GIVEN INSTRUCTION
List every line in the items below that contains the word "Image". Case counts.

DATA SUPPLIED
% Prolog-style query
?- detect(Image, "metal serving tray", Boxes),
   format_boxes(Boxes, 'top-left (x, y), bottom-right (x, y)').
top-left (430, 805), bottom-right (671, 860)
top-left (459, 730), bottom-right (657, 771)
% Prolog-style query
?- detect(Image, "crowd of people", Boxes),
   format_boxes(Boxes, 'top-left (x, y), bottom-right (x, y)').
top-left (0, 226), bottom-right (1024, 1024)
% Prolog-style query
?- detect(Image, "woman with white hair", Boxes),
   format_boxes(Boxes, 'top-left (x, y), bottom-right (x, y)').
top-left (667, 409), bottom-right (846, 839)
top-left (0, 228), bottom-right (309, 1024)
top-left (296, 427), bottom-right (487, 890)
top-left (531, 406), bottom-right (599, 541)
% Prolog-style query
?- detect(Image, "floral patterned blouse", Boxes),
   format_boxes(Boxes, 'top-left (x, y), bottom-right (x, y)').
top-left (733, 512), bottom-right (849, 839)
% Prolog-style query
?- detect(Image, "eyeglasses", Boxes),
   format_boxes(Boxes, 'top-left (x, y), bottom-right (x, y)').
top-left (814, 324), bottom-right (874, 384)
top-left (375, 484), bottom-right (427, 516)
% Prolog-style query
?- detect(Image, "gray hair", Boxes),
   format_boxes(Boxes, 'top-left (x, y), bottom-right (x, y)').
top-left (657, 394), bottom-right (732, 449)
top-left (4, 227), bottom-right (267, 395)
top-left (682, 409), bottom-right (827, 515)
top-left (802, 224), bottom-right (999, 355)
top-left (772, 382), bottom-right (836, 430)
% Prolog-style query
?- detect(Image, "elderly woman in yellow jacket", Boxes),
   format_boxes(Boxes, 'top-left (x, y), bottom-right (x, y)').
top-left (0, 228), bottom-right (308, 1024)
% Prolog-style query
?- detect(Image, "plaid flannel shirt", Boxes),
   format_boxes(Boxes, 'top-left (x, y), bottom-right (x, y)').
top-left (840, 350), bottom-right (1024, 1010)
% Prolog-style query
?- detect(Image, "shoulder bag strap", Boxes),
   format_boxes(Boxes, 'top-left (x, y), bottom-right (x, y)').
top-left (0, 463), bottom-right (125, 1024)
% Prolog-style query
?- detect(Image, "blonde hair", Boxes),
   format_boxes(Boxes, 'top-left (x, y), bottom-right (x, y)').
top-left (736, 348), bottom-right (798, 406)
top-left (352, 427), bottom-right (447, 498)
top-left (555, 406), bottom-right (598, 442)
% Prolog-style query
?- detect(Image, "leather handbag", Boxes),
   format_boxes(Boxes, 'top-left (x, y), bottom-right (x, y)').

ANSWER TO THIS TASK
?- detect(Image, "metal serving tray", Boxes),
?- detect(Image, "crowd of people", Boxes),
?- detect(Image, "woman with white hair", Boxes),
?- detect(Image, "floral patterned blouse", Boxes),
?- detect(Image, "eyeglasses", Boxes),
?- detect(Image, "gray hair", Boxes),
?- detect(Image, "elderly woman in yellow jacket", Boxes),
?- detect(Image, "plaid flannel shirt", Boxes),
?- detect(Image, "shoulder bag strap", Boxes),
?- detect(Image, "blonde hair", Boxes),
?- detect(Image, "leather handbag", Boxes),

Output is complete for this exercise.